* Work item: Copy the stretch from "Who Says It's" through "is not required." in the text on genetic engineering, word for word.

What Are The Impacts of Genetic Engineering?

"This is an imperfect technology with inherent dangers. ... It is the unpredictability of the outcomes that is most worrying." Dr. Michael Antoniou - Senior Lecturer in Molecular Biology - London

Genetic engineering creates whole new life forms. These organisms are alive --they can mutate, multiply, breed with other living things and go on breeding for generations to come. All over the world we have seen examples of long-term damage when non-indigenous species have been introduced into new environments. We know that changing one element of the environment sets off a domino effect of cascading changes throughout entire ecosystems. Yet industry maintains that its foreign species will not cause problems.

Who Says It's Safe To Eat?

Regulatory authorities who have allowed the use and distribution of genetically engineered products, including the USDA, FDA, EPA and the European Commission, rely solely on safety testing provided by the GE companies themselves.

Multinational companies who market the new crops say they are safe, but they have done scant tests to prove it. Industry health studies on GE crops are very limited in scope and duration. These studies did not include assessing the health affects of increased exposure to herbicide due to residues on herbicide-resistant foodsources, or the affects of increased insecticide exposure due to pesticides incorporated in foodstuff. The only time the FDA requires further testing of a GE foodstuff is if one of 8 to 10 known allergens has been engineered into a plant. Assessing health hazards beyond a few well known allergens is not required.

* Dataset extract:
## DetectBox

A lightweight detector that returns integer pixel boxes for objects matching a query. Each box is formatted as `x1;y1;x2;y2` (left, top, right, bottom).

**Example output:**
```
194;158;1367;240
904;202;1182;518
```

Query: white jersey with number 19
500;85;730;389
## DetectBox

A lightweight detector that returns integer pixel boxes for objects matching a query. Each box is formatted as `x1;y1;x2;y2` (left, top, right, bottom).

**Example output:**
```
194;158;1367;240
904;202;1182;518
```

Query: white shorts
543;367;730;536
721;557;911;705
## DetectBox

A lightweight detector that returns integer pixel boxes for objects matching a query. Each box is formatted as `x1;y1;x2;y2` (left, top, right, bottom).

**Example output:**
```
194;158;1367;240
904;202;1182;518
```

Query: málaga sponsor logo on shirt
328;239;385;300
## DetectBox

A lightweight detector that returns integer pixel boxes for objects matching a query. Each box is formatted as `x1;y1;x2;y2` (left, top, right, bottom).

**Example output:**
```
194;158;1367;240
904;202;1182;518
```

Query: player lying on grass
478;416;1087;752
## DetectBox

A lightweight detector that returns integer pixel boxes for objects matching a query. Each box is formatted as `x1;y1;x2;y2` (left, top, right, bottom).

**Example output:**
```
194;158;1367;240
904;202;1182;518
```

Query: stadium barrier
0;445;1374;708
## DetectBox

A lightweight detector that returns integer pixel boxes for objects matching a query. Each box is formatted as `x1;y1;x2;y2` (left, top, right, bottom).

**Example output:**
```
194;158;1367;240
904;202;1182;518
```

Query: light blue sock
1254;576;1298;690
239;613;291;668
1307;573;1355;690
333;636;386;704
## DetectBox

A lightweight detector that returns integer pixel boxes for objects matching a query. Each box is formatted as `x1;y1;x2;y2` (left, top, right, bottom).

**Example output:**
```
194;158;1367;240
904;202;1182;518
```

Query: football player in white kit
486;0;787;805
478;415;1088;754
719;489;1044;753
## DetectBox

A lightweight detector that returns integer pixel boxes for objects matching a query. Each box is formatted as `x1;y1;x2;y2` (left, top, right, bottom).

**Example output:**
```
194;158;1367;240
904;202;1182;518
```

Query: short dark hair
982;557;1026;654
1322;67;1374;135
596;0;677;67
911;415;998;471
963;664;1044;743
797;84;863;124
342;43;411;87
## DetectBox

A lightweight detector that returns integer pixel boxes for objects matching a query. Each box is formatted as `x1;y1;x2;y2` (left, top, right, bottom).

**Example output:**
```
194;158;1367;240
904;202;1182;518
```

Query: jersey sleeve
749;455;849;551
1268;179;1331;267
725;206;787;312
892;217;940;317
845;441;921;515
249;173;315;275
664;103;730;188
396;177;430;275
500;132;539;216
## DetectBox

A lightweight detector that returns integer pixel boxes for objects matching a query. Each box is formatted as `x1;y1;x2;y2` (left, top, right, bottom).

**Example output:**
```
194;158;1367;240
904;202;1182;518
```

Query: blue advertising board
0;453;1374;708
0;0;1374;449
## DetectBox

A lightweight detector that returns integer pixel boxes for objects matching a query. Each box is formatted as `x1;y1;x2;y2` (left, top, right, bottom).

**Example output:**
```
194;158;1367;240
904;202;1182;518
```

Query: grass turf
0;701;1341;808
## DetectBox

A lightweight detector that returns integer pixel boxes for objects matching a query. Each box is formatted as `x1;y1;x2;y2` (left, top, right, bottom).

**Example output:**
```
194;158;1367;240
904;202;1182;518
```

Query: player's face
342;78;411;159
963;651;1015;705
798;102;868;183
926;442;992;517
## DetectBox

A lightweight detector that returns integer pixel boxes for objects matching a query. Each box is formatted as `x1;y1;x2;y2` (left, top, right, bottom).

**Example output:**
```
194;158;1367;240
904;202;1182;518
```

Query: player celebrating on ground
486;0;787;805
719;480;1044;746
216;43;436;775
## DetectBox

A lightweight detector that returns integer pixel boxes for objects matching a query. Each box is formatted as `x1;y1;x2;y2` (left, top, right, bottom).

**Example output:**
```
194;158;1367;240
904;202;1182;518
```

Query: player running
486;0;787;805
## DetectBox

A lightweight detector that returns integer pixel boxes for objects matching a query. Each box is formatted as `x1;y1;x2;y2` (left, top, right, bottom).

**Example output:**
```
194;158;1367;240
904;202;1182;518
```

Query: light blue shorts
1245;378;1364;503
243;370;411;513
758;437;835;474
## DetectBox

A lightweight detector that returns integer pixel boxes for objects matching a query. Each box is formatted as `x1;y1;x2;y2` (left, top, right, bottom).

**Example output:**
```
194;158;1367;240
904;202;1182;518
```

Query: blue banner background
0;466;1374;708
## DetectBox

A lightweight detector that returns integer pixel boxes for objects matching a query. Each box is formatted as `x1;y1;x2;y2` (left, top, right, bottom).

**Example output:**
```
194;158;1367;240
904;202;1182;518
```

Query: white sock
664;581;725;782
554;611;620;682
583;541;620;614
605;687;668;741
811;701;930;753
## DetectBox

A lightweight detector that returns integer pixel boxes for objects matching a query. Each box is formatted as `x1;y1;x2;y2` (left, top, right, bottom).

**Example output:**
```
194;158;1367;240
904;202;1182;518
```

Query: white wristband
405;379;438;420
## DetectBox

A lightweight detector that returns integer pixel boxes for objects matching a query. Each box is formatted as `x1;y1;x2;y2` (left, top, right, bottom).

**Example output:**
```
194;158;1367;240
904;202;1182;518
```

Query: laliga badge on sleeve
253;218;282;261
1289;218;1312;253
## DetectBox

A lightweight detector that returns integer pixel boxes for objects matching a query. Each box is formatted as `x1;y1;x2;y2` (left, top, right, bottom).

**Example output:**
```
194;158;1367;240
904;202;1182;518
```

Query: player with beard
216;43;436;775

--

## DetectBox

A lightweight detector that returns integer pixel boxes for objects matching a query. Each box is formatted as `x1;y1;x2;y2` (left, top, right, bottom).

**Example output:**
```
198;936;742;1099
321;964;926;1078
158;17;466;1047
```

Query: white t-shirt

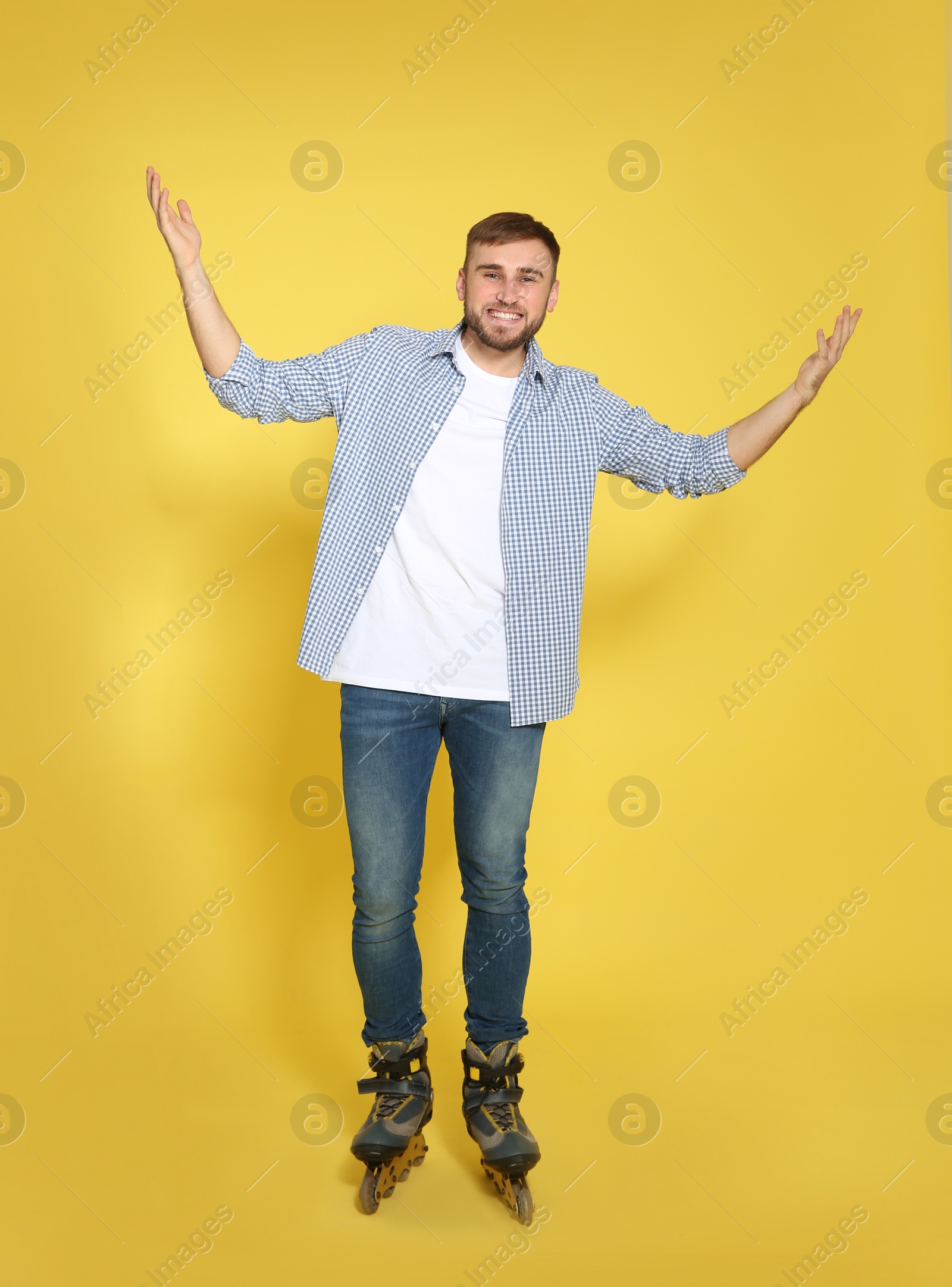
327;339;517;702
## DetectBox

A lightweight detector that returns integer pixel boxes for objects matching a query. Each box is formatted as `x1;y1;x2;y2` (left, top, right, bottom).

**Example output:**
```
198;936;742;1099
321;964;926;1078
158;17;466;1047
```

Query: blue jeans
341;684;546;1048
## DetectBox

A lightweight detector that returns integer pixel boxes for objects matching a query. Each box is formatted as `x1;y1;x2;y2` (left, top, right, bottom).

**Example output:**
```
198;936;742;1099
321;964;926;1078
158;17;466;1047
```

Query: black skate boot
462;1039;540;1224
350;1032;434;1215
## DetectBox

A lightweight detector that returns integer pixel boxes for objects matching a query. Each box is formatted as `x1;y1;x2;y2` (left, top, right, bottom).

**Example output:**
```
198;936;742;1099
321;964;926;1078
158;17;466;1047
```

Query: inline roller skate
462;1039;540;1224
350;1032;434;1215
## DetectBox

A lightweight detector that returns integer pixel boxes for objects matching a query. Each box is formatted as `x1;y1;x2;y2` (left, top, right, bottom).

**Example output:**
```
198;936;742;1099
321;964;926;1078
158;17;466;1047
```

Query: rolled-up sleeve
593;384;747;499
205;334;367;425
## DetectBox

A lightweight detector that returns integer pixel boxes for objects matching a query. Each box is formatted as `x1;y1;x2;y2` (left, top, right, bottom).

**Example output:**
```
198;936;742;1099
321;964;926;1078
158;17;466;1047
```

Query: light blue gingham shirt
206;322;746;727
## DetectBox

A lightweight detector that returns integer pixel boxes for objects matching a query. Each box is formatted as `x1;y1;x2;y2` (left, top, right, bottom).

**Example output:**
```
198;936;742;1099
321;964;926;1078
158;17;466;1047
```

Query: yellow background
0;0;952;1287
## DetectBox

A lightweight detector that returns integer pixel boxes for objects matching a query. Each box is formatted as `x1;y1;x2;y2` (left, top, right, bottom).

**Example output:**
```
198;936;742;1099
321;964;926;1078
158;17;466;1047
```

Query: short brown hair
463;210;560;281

...

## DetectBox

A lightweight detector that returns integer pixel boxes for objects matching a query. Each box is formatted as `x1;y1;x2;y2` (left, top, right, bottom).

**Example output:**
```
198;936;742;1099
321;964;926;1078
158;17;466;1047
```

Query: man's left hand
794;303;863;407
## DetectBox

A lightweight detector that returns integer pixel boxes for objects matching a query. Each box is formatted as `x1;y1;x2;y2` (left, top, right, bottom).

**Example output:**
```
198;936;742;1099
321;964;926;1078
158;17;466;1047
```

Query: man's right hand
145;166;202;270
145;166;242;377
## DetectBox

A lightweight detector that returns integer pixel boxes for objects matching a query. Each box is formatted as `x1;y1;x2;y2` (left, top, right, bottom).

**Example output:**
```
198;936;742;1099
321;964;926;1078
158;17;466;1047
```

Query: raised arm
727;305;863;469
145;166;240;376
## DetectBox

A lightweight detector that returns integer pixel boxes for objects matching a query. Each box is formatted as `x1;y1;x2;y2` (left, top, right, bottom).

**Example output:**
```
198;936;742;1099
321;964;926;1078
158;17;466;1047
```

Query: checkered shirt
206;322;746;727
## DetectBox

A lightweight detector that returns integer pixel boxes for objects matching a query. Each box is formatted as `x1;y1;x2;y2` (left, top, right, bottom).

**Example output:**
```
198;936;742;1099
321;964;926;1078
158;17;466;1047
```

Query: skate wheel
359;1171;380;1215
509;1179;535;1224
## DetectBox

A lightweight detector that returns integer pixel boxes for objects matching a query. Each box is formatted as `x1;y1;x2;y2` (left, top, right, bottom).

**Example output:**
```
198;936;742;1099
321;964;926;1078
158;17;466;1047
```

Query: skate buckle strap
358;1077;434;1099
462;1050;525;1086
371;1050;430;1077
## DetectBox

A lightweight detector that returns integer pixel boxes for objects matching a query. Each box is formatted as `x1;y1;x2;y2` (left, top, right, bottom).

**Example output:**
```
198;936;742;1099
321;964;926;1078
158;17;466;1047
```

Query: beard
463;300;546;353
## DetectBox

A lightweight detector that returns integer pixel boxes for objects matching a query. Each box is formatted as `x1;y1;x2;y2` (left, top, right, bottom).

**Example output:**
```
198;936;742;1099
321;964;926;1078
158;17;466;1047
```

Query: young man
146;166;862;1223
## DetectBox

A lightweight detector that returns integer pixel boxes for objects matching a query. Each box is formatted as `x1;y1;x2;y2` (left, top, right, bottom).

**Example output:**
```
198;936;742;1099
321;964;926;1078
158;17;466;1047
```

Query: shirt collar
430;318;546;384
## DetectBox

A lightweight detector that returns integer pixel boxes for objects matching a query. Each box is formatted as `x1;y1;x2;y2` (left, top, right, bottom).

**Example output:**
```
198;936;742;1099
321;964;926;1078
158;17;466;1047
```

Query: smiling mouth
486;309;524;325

* Written reply:
Who Says It's Safe To Eat?

Regulatory authorities who have allowed the use and distribution of genetically engineered products, including the USDA, FDA, EPA and the European Commission, rely solely on safety testing provided by the GE companies themselves.

Multinational companies who market the new crops say they are safe, but they have done scant tests to prove it. Industry health studies on GE crops are very limited in scope and duration. These studies did not include assessing the health affects of increased exposure to herbicide due to residues on herbicide-resistant foodsources, or the affects of increased insecticide exposure due to pesticides incorporated in foodstuff. The only time the FDA requires further testing of a GE foodstuff is if one of 8 to 10 known allergens has been engineered into a plant. Assessing health hazards beyond a few well known allergens is not required.